Natural language region descriptions:
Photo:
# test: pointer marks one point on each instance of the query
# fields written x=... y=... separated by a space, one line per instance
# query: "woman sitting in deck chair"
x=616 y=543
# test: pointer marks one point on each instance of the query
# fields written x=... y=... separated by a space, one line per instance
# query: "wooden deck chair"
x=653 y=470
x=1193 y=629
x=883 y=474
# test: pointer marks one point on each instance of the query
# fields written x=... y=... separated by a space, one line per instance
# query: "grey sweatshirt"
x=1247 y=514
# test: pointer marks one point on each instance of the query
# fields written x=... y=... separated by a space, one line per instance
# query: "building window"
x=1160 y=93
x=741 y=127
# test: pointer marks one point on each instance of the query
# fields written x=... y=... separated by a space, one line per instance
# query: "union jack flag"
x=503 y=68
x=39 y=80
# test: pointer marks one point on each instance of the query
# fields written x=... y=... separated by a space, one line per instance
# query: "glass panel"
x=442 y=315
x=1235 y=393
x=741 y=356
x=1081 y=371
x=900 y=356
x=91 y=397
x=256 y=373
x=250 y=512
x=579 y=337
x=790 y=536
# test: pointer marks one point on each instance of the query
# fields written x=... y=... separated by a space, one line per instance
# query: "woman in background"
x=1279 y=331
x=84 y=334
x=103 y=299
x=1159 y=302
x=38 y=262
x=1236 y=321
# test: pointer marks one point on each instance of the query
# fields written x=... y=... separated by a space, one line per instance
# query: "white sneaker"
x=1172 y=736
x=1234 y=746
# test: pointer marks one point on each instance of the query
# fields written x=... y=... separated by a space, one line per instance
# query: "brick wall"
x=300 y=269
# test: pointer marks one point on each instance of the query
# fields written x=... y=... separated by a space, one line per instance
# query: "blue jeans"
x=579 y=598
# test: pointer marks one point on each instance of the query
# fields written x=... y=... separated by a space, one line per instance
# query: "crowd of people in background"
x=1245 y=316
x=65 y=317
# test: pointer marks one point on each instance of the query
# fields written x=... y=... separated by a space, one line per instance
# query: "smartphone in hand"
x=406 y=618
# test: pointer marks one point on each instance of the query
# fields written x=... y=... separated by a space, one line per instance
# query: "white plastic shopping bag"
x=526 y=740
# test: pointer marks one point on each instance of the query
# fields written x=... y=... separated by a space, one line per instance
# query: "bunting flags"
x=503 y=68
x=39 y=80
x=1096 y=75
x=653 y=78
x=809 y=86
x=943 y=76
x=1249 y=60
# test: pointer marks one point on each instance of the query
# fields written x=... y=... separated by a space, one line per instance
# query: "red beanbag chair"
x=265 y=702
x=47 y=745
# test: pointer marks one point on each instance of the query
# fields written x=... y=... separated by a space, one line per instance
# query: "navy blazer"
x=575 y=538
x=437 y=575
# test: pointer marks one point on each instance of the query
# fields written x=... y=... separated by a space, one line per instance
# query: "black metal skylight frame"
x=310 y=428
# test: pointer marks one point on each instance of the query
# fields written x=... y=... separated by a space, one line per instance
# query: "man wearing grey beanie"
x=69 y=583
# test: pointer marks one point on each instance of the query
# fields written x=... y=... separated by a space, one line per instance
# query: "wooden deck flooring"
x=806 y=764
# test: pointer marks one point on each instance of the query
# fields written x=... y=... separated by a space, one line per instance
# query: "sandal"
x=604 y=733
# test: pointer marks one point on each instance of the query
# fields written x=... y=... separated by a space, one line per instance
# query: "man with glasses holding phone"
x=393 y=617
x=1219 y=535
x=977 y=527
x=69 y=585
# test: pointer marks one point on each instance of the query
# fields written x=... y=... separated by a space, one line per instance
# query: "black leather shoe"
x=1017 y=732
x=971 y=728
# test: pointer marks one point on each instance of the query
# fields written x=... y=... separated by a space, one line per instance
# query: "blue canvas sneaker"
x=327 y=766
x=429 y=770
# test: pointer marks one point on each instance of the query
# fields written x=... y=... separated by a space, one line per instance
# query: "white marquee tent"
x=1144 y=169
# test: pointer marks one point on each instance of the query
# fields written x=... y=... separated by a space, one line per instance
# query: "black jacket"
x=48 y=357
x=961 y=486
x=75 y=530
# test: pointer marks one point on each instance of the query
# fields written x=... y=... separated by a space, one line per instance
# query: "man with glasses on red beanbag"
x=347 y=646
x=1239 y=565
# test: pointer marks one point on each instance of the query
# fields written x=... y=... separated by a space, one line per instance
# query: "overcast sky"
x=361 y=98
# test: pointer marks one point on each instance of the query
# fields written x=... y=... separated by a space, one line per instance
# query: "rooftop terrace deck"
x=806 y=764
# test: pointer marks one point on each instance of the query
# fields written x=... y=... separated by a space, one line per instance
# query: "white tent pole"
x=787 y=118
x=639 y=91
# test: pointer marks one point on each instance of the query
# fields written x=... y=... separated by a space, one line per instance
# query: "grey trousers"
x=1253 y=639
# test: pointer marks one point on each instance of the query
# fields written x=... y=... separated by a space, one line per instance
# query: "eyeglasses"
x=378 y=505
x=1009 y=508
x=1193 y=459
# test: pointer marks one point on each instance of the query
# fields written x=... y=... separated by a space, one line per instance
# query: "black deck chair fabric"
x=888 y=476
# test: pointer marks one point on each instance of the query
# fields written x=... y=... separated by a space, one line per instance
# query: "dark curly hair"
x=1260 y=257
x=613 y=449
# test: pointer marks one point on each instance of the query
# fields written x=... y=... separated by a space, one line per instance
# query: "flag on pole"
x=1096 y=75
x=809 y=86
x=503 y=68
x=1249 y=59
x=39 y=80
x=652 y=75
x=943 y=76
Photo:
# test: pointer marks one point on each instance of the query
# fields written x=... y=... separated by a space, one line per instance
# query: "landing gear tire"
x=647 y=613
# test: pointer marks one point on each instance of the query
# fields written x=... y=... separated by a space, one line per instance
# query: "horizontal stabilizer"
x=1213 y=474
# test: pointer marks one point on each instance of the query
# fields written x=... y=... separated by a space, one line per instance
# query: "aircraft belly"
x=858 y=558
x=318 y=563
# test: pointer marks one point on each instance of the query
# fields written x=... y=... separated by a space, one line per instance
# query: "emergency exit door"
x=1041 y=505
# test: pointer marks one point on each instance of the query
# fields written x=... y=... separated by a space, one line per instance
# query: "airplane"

Work to complete:
Write out the data again in full. Match it exactly.

Result below:
Photo:
# test: pointer marks one point on each instance of the query
# fields written x=... y=... separated by a space, one line per instance
# query: "woman sitting in deck chair"
x=616 y=543
# test: pointer marks one point on each instance of the query
# fields written x=... y=... separated by a space, one line per instance
# query: "wooden deck chair"
x=653 y=470
x=1193 y=629
x=883 y=474
# test: pointer marks one point on each instance of the query
# fields written x=... y=... separated by a space, one line per instance
# query: "grey sweatshirt"
x=1247 y=514
# test: pointer marks one point on each instance of the query
# fields written x=... y=... separated by a space, one line per instance
# query: "building window"
x=1160 y=93
x=741 y=127
# test: pointer marks one point on each instance of the query
# fields written x=... y=... separated by a space, one line per instance
# query: "union jack flag"
x=503 y=68
x=39 y=80
# test: pointer marks one point on each instance of the query
# fields written x=... y=... separated by a space, one line per instance
# query: "glass panel"
x=442 y=315
x=1235 y=393
x=741 y=356
x=1081 y=371
x=900 y=356
x=91 y=397
x=256 y=373
x=250 y=512
x=579 y=337
x=790 y=536
# test: pointer marks one point on each instance of the query
# fields written x=... y=... separated by a space, one line per instance
# query: "woman in background"
x=1279 y=331
x=84 y=334
x=103 y=299
x=1159 y=302
x=38 y=262
x=1236 y=321
# test: pointer marks one point on each instance of the query
# fields written x=... y=... separated by a space, one line per instance
# query: "white sneaker"
x=1172 y=736
x=1234 y=746
# test: pointer marks one point on each instance of the query
# fields written x=... y=... separated by a space, one line per instance
# query: "brick wall"
x=300 y=269
# test: pointer marks one point on each instance of the query
# fields written x=... y=... separated by a space, one line per instance
# query: "blue jeans"
x=579 y=598
# test: pointer marks one point on each instance of the query
# fields written x=... y=... separated by a space, one line per instance
# query: "crowd of people in background"
x=1245 y=316
x=65 y=317
# test: pointer marks one point on each instance of the query
# fields written x=... y=... separated by a space, one line per instance
# query: "smartphone in hand"
x=406 y=618
# test: pointer marks one point on each instance of the query
# fields written x=... y=... separated by a space, one line per instance
# query: "white plastic shopping bag"
x=526 y=740
# test: pointer marks one point on each instance of the query
# fields written x=... y=... separated by a space, one line per instance
# query: "bunting flags"
x=503 y=68
x=39 y=80
x=1096 y=75
x=653 y=78
x=809 y=86
x=943 y=76
x=1249 y=60
# test: pointer marks one point on each instance of the query
# fields written x=... y=... separated by a space, one line per instance
# query: "red beanbag chair"
x=265 y=702
x=47 y=745
# test: pointer marks one point on each instance of the query
# fields written x=... y=... separated by a space, one line per instance
# query: "navy blazer"
x=575 y=538
x=437 y=575
# test: pointer marks one point on each instance of the query
# fields written x=... y=... separated by a space, one line per instance
# query: "black metal skylight frame"
x=310 y=428
# test: pointer marks one point on each instance of the query
# fields written x=... y=... separated by a space, one line per instance
# query: "man wearing grey beanie"
x=69 y=583
# test: pointer marks one point on each instance of the query
# fields written x=... y=... separated by a space, one line per instance
# query: "wooden deck flooring"
x=806 y=764
# test: pointer marks one point on each instance of the query
# fields written x=... y=... separated by a space, one line per instance
# query: "sandal"
x=604 y=733
# test: pointer marks one point on each instance of the query
# fields written x=... y=... separated by a space, one line per instance
# query: "man with glasses holding phone"
x=393 y=617
x=1219 y=535
x=977 y=527
x=69 y=585
# test: pointer marks one point on each instance of the query
# fields written x=... y=... separated by a space, one line per instance
# query: "black leather shoe"
x=1017 y=732
x=971 y=728
# test: pointer marks one point on each instance of the query
# fields written x=... y=... separated by a space, one line per instance
# query: "blue canvas sneaker"
x=327 y=766
x=429 y=770
# test: pointer marks one point on each instance of the query
# fields written x=... y=... separated by a space, one line per instance
# query: "white marquee tent"
x=1144 y=169
# test: pointer marks one point on each instance of the query
# fields written x=... y=... separated by a space, one line per instance
# query: "black jacket"
x=48 y=357
x=961 y=486
x=75 y=530
# test: pointer marks one point on each instance of the query
# fields written x=... y=... separated by a space, one line per instance
# query: "man with glasses on red beanbag"
x=347 y=646
x=1239 y=565
# test: pointer marks one point on each instance of the query
# fields written x=... y=... separated by a space, one line per instance
# query: "overcast sky"
x=361 y=98
# test: pointer marks one point on each instance of the query
# fields written x=... y=... separated by a space, one line per instance
# query: "rooftop terrace deck"
x=806 y=764
# test: pointer marks one point on each instance of the query
# fields written x=... y=... separated by a space, one line per instance
# query: "white tent pole"
x=787 y=118
x=639 y=91
# test: pointer marks one point on each instance of the query
# fields written x=... y=... separated by a space, one line per instance
# query: "grey trousers"
x=1253 y=639
# test: pointer marks one point on each instance of the query
# fields written x=... y=... separated by a space, one line per instance
# query: "eyeglasses"
x=378 y=505
x=1009 y=508
x=1193 y=459
# test: pointer marks one point on each instance of the query
# fields written x=... y=... separated by a space, one line per instance
# query: "black deck chair fabric"
x=888 y=476
# test: pointer marks one point on each instance of the query
# fields written x=... y=... separated by a space, one line per instance
# query: "dark curly hair"
x=1260 y=257
x=613 y=449
# test: pointer marks one point on each instance of the query
# fields written x=... y=... separated by a space, one line per instance
# query: "flag on pole"
x=1096 y=75
x=809 y=86
x=503 y=68
x=1249 y=59
x=39 y=80
x=652 y=75
x=943 y=76
Photo:
# test: pointer marks one point on each instance of the query
# fields written x=... y=... separated by a space, one line per instance
# query: "landing gear tire"
x=647 y=613
# test: pointer marks one point on each instance of the query
# fields written x=... y=... separated by a space, one line per instance
# query: "horizontal stabilizer"
x=1213 y=474
# test: pointer marks one point on each instance of the query
# fields written x=... y=... separated by a space, one line per instance
# query: "aircraft belly"
x=858 y=558
x=318 y=563
# test: pointer marks one point on each instance of the query
# fields written x=... y=... separated by a space, one line per instance
# query: "emergency exit door"
x=1041 y=505
# test: pointer marks one point on each instance of the query
# fields written x=... y=... separated by a space, one line per instance
# query: "airplane"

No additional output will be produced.